## Stated task
Reproduce verbatim the part of the listing below that opens with the line containing "instances of woven" and closes with the line containing "top-left (217, 670), bottom-right (338, 774)", including both of those lines.

## Records from a data collection

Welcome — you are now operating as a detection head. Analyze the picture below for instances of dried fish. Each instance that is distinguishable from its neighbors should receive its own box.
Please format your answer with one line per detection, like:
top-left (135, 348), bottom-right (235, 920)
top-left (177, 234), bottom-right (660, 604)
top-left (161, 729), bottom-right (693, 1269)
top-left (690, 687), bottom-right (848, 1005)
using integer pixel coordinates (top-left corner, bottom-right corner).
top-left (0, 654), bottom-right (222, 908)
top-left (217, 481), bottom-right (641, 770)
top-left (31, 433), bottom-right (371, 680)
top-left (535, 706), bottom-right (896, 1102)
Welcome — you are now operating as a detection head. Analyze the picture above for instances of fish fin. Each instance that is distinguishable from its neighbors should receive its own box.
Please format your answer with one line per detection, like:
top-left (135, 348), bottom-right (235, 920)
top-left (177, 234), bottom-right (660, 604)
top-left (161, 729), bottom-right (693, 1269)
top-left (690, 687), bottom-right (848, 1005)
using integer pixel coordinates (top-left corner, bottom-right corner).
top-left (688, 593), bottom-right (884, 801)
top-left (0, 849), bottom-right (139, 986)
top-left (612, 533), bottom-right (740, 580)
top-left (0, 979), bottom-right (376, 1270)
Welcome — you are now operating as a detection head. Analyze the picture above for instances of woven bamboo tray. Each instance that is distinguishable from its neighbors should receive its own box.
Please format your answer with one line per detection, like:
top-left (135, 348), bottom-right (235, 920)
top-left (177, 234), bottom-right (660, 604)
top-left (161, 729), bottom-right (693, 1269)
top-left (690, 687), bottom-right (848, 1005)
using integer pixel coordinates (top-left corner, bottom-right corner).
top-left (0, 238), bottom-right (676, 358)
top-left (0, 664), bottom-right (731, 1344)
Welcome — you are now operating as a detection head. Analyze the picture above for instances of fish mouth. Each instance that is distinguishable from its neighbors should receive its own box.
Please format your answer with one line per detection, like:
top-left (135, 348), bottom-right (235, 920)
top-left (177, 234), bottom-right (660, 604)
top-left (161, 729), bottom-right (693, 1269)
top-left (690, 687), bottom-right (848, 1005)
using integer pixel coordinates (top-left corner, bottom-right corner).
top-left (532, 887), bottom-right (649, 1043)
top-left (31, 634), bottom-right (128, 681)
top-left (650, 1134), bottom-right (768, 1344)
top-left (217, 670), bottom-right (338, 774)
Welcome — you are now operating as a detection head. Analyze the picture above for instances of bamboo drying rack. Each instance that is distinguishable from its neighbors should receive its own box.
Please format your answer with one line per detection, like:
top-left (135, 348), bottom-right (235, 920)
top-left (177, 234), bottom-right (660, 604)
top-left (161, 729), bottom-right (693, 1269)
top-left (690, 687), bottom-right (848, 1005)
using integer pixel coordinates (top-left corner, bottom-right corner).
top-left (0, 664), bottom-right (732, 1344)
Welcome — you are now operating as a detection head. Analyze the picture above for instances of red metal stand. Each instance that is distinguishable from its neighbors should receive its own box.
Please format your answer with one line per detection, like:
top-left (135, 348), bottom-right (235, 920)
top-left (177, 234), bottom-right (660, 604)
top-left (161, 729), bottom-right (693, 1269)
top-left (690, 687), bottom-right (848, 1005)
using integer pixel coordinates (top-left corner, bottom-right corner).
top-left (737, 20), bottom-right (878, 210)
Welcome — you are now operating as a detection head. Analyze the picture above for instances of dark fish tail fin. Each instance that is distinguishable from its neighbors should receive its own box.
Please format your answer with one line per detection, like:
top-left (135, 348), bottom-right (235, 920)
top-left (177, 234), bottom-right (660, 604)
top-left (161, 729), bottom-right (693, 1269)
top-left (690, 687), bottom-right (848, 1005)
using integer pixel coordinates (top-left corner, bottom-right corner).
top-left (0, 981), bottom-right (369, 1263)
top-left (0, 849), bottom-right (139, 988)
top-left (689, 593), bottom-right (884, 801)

## Result
Welcome — you are now operating as a detection head. Analyze the picture above for instances of woven bamboo tray. Each instance that is distinguishable from its neighbors should receive its own box.
Please format your answer with one line per detection, like:
top-left (135, 348), bottom-right (235, 920)
top-left (177, 234), bottom-right (660, 604)
top-left (161, 729), bottom-right (693, 1269)
top-left (690, 687), bottom-right (848, 1005)
using integer pixel coordinates (top-left corner, bottom-right corner).
top-left (0, 238), bottom-right (676, 358)
top-left (0, 664), bottom-right (731, 1344)
Welcome — you are now operating as a detection head. Analyze the picture above for instances of fish mouth. Each instance that is distinguishable from its neighbors should receive its own box.
Please format your answer with one line per detection, like:
top-left (135, 348), bottom-right (235, 920)
top-left (177, 234), bottom-right (660, 604)
top-left (161, 729), bottom-right (693, 1269)
top-left (690, 687), bottom-right (848, 1005)
using integer pixel coordinates (top-left corner, bottom-right corner).
top-left (532, 887), bottom-right (649, 1043)
top-left (31, 634), bottom-right (128, 681)
top-left (650, 1134), bottom-right (768, 1344)
top-left (217, 670), bottom-right (338, 774)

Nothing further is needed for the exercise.